Anadolu Alevilerinin bir kısmı son 20 yıl içinde emperyalizmin beşinci kolları tarafından ablukaya alındı ve geri dönülmesi imkansız bir yola sokuldu. İstisnalar hariç dernek, federasyon ve vakıf adı altında Alevilik epey hırpalandı. Aleviliği çıkarları doğrultusunda kullanan Alevicilik (Alevi değil) hortlatıldı. Alevilik bölücülüğü temelden reddettiği halde, bölücülüğün payandası olması için neredeyse her yol denendi. “Euro İslam” ile “Amerikan İslamı” ve “Euro Alevilik” ile “Amerikan Aleviliği” vatandaşlarımızın bağrına yeni tipte “Haçlı kaması” olarak saplandı. Amaç Sünni Alevi karşıtlığını derinleştirerek Türk/Kürt çatışmasının unsurlarına dönüştürmek. Bu çabaların hala sürdüğünü görüyoruz.
-.-.-
## Görev Tanımı
Aleviliğe dair metni son cümlesinden sonra devam ettirerek yazınız.
-.-.-
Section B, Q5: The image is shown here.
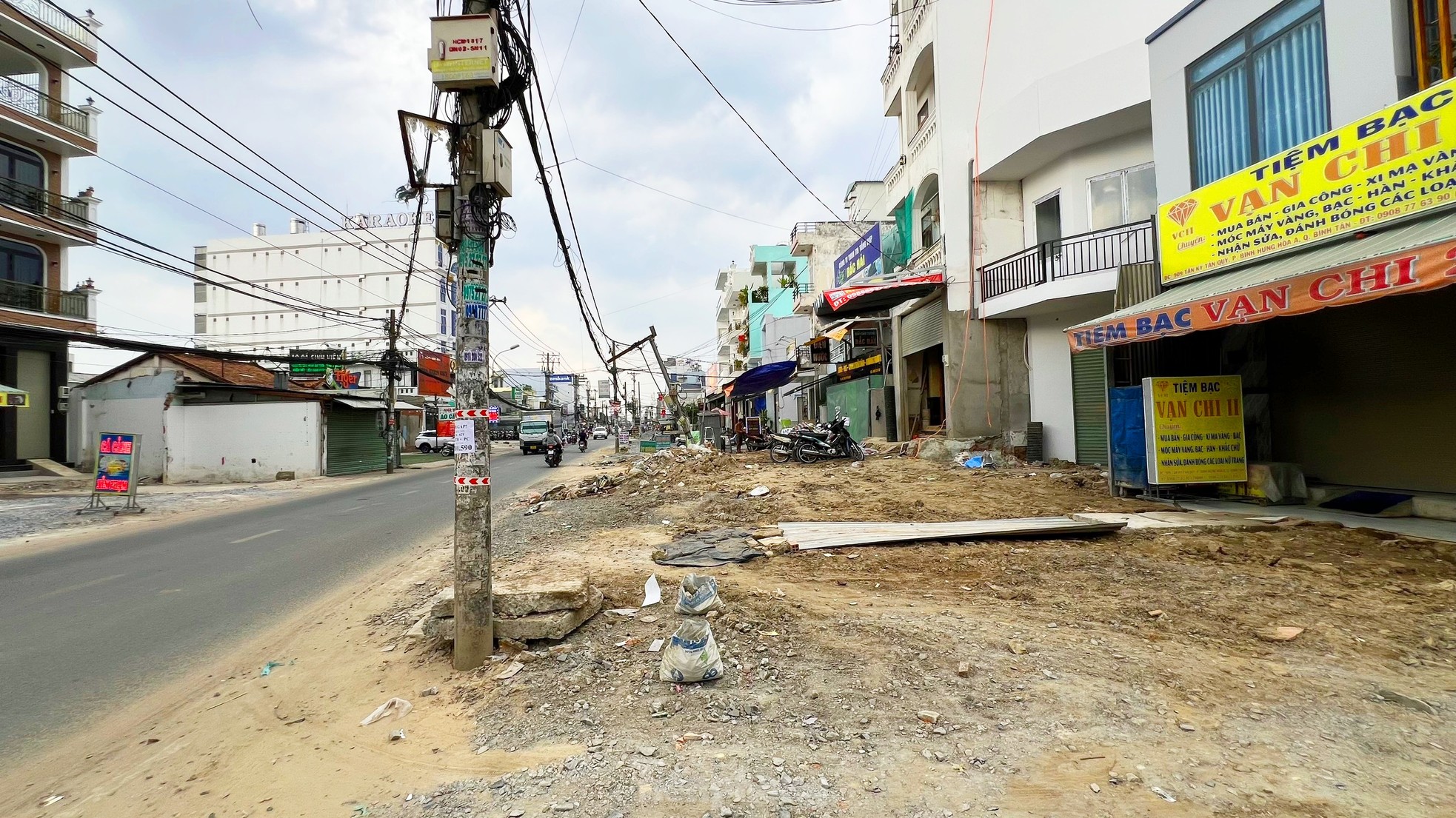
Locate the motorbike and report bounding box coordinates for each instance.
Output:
[793,415,865,463]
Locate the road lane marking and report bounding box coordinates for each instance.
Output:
[38,574,125,600]
[227,529,282,546]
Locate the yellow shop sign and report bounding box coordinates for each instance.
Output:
[1158,80,1456,284]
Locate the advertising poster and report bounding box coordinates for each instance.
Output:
[93,432,137,495]
[1158,80,1456,284]
[1143,375,1249,485]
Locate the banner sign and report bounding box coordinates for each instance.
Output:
[835,223,884,286]
[1158,80,1456,284]
[415,349,453,398]
[824,272,945,312]
[1067,235,1456,352]
[1143,375,1249,485]
[93,432,137,495]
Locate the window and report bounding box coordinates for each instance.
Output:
[1088,164,1158,230]
[1188,0,1329,188]
[921,179,941,249]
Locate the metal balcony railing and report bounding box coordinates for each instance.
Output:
[981,218,1156,298]
[0,280,86,321]
[0,178,87,226]
[0,74,92,137]
[7,0,96,48]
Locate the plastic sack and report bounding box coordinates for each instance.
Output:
[360,696,415,726]
[657,617,724,683]
[677,574,724,616]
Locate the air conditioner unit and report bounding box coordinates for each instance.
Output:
[430,12,501,90]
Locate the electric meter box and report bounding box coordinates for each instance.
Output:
[481,131,511,199]
[430,12,501,90]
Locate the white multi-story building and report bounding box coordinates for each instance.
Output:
[861,0,1182,451]
[193,218,457,395]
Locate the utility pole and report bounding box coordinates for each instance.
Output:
[454,0,498,669]
[384,310,399,475]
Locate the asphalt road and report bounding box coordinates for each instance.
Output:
[0,441,603,758]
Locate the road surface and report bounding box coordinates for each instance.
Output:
[0,443,603,758]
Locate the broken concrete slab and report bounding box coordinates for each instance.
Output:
[491,580,600,617]
[495,586,601,642]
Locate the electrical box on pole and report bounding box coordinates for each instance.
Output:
[430,12,501,90]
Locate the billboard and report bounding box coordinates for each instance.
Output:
[1143,375,1249,485]
[1158,80,1456,284]
[835,223,884,286]
[415,349,453,398]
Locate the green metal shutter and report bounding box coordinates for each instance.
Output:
[895,298,945,358]
[1072,349,1108,466]
[323,405,384,477]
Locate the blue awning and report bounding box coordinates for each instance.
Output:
[724,361,799,400]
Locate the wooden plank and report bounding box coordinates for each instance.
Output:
[779,517,1127,550]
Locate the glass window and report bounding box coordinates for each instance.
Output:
[0,238,45,286]
[1088,164,1158,230]
[1188,0,1329,187]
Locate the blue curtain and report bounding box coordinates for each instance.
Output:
[1192,64,1254,187]
[1254,18,1329,157]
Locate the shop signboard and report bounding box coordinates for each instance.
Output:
[1067,234,1456,352]
[1143,375,1249,485]
[1158,80,1456,284]
[415,349,453,398]
[835,223,884,286]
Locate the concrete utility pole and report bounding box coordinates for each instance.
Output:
[384,304,398,475]
[454,0,495,671]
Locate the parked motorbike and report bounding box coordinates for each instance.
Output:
[793,415,865,463]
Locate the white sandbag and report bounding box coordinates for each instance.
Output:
[677,574,724,616]
[657,617,724,683]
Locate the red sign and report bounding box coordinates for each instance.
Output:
[1067,235,1456,351]
[824,272,945,310]
[415,349,453,398]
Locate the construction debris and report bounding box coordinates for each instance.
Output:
[779,515,1127,550]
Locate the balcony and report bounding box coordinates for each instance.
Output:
-.-.-
## Görev Çıktısı
Aleviliği, emperyalist merkezlerin kullanılabilir malzemeleri arasına katma çabasındaki Aleviciler, ülkemizde önemli bir sorun olarak duruyor. Başını Avrupa Alevi Birlikleri Konfederasyonu (AABK) ile PKK’nın Avrupa’da ki FEDA örgütünün çektiği ülke içindeki yapılanmalar, örgütler engellenmedikçe sorun azalmaz, bitmez.
Geçen ay K24’de yayınlanan bir röportaj dikkatimizi yeniden bu sorun üzerine çekti. “AK Parti Genel Başkanı ve Türkiye Cumhurbaşkanı Recep Tayyip Erdoğan’ın kısa süre önce Alevilerin sorunlarını dinlemek için cemevine temsilciler gönderdiği ve yeni bir ‘açılım’ başlatacağı” ifade edilen yazıda “Alevilere statü”de tartışıldı!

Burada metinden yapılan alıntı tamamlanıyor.